-- BEGIN Task material --
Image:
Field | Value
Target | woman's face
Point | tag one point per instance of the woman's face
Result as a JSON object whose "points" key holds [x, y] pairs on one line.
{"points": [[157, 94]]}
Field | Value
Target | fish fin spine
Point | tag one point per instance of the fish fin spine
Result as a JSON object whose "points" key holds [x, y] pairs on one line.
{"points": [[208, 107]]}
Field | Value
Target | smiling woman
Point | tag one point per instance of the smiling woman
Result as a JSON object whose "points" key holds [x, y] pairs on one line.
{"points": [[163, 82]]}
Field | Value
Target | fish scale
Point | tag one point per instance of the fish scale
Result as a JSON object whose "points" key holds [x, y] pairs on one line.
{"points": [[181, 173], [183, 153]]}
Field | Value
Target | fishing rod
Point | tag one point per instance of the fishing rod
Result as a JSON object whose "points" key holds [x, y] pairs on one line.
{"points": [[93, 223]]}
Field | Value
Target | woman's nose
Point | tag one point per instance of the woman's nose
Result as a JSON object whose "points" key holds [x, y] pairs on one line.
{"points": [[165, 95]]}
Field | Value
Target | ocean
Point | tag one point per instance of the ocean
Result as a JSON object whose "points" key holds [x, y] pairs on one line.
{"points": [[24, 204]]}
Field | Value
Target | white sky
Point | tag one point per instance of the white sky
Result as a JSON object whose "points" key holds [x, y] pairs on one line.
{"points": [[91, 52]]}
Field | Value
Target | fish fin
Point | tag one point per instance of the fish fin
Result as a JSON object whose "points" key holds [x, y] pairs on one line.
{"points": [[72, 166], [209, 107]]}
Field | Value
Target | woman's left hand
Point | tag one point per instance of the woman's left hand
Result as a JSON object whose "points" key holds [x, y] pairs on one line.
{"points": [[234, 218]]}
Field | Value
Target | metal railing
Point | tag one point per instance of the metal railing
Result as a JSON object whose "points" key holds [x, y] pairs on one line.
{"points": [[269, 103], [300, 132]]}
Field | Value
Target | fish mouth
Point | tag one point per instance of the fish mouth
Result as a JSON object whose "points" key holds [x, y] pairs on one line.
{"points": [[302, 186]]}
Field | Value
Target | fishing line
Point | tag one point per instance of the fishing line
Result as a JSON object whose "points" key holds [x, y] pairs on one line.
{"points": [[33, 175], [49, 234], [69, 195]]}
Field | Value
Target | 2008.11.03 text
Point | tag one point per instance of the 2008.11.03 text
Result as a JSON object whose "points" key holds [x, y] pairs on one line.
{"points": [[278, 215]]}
-- END Task material --
**Directions:** Return all of the entries exactly as they were supplied.

**The reply:**
Image:
Field | Value
Target | woman's face
Point | tag one point per instance of the woman's face
Result as a JSON object whose "points" key holds [x, y] pairs on one line.
{"points": [[157, 94]]}
Field | Value
Target | fish fin spine
Point | tag one point per instance of the fish fin spine
Result as a JSON object whose "points" key holds [x, y] pairs on one line.
{"points": [[208, 107]]}
Field | Value
Target | smiling woman
Point | tag one point per instance of the smiling woman
Result as a JSON object whose "points" key holds [x, y] pairs on one line.
{"points": [[163, 82]]}
Field | Value
Target | fish scale
Point | tag one point per instance of the fish scale
Result as a JSON object whose "points" key holds [x, y] pairs on one line.
{"points": [[181, 173], [183, 153]]}
Field | Value
Target | fishing rod
Point | tag one point per instance of the fishing rod
Result as a JSON object whose "points" key holds [x, y] pairs on one line.
{"points": [[93, 223]]}
Field | Value
Target | woman's nose
Point | tag one point per instance of the woman's nose
Result as a JSON object whose "points" key holds [x, y] pairs on one line.
{"points": [[165, 95]]}
Field | Value
Target | ocean
Point | tag one point per instance of the ocean
Result as a JSON object whose "points" key holds [x, y] pairs on one line.
{"points": [[24, 204]]}
Field | Value
Target | white sky
Point | tag one point per instance of the white sky
Result as a JSON object whose "points" key holds [x, y] pairs on one line.
{"points": [[91, 52]]}
Field | Value
Target | fish fin
Point | tag one point per instance of the fish fin
Result as a JSON object whose "points" key holds [x, y] pairs on one line.
{"points": [[72, 166], [209, 107]]}
Field | Value
Target | woman's left hand
Point | tag one point per instance of the woman's left hand
Result as a JSON object whose "points" key holds [x, y] pairs on one line.
{"points": [[234, 218]]}
Field | Value
Target | metal railing
Point | tag one point per instance of the metal railing
Result as a JSON object whose "points" key holds [x, y] pairs on one line.
{"points": [[269, 103], [300, 132]]}
Field | Value
Target | fish mouth
Point | tag one point per instance of the fish mouth
Result as a JSON object whose "points" key holds [x, y] pairs on one line.
{"points": [[302, 186]]}
Field | Value
Target | fishing line
Point | tag one point per instance of the fishing line
Result as a JSON object whose "points" key holds [x, y] pairs on one line.
{"points": [[33, 175], [49, 234], [69, 195]]}
Field | Value
Target | 2008.11.03 text
Point | tag one point per instance of the 2008.11.03 text
Result as a JSON object whose "points" key holds [x, y] pairs on one line.
{"points": [[278, 215]]}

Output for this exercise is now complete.